● **The problem**: The answer must be every entry, retyped without a single difference.

● **Saved entries**:
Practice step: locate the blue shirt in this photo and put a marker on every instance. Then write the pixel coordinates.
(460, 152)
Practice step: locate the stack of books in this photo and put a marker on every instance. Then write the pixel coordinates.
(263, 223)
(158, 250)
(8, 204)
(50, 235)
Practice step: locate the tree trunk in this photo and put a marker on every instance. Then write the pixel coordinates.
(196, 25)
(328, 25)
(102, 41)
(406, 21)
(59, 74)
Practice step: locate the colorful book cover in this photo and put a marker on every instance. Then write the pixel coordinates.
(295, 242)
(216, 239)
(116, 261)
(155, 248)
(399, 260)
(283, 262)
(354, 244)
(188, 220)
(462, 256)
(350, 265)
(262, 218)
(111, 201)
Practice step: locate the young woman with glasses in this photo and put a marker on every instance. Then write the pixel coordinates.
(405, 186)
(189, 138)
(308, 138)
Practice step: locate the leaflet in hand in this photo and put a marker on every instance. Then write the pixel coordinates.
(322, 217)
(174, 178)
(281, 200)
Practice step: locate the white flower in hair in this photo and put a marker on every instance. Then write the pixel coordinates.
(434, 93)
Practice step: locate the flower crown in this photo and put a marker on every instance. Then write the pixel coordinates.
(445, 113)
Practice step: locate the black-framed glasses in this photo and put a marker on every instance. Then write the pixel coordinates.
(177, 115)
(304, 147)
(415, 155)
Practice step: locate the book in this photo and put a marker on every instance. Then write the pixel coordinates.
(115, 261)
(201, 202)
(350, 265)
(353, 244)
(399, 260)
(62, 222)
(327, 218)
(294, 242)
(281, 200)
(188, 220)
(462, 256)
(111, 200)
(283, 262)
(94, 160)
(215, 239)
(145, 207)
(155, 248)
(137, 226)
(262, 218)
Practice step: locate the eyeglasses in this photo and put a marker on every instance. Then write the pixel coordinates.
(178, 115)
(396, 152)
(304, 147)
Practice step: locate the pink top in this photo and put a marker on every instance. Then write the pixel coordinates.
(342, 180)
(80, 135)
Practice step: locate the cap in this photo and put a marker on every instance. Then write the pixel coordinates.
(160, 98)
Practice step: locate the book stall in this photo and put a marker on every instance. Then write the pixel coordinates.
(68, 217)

● **Exercise response**:
Practice step: locate the blue shirt in this photo and put a marker on every instance. Then write the pixel coordinates.
(460, 152)
Practice step: locate the stack of books in this photo and put a marker on every instance. Then write the pixel coordinates.
(263, 223)
(158, 250)
(8, 204)
(50, 235)
Practice step: locate the tree trunk in this photo and put a marker on every instance. Then write the pixel coordinates.
(196, 25)
(328, 25)
(102, 41)
(406, 21)
(59, 74)
Practice step: locate the colorful book cover in this photo and put a marker on every instance. Then write the pixel coordinates.
(295, 242)
(216, 239)
(116, 261)
(155, 248)
(399, 260)
(283, 262)
(354, 244)
(188, 220)
(462, 256)
(350, 265)
(262, 218)
(111, 201)
Practice step: locate the young woman with glasses in this photo and put a marker on every instance. Then write the pixel coordinates.
(405, 186)
(189, 138)
(308, 138)
Practice step: locate the leaflet in hand in this photo and put a marker on every instance. Then write the pixel coordinates.
(322, 217)
(174, 178)
(281, 200)
Practice step: locate the white flower in hair in this photo and put a marker on every instance. Then write the pixel coordinates.
(434, 93)
Practice step: locate the flower crown in this photo and put a marker on every instance. Then write the pixel coordinates.
(445, 113)
Practice step: locate the black-framed glasses in this photo and put a marker on every instance. Then write the pixel coordinates.
(177, 115)
(304, 147)
(415, 155)
Practice step: locate the book in this photo and put a marker on every instance. Then write the pixel coordinates.
(115, 261)
(201, 202)
(350, 265)
(353, 244)
(399, 260)
(62, 222)
(327, 218)
(294, 242)
(281, 200)
(188, 220)
(462, 256)
(111, 200)
(283, 262)
(94, 160)
(215, 239)
(145, 207)
(155, 248)
(137, 226)
(262, 218)
Practice step: locate the eyeglasses in this photo and put a marker on every instance. Then write the pixel coordinates.
(178, 115)
(396, 152)
(304, 147)
Practice step: locate the pink top in this photo and put a marker on every instance. Then write the pixel coordinates.
(342, 180)
(80, 135)
Practice step: locate the cap in this photo and put a marker on every instance. Then write the pixel coordinates.
(160, 98)
Practice step: locate the book stall in this photo and put a marker on every instance. Then write the pixel coordinates.
(68, 217)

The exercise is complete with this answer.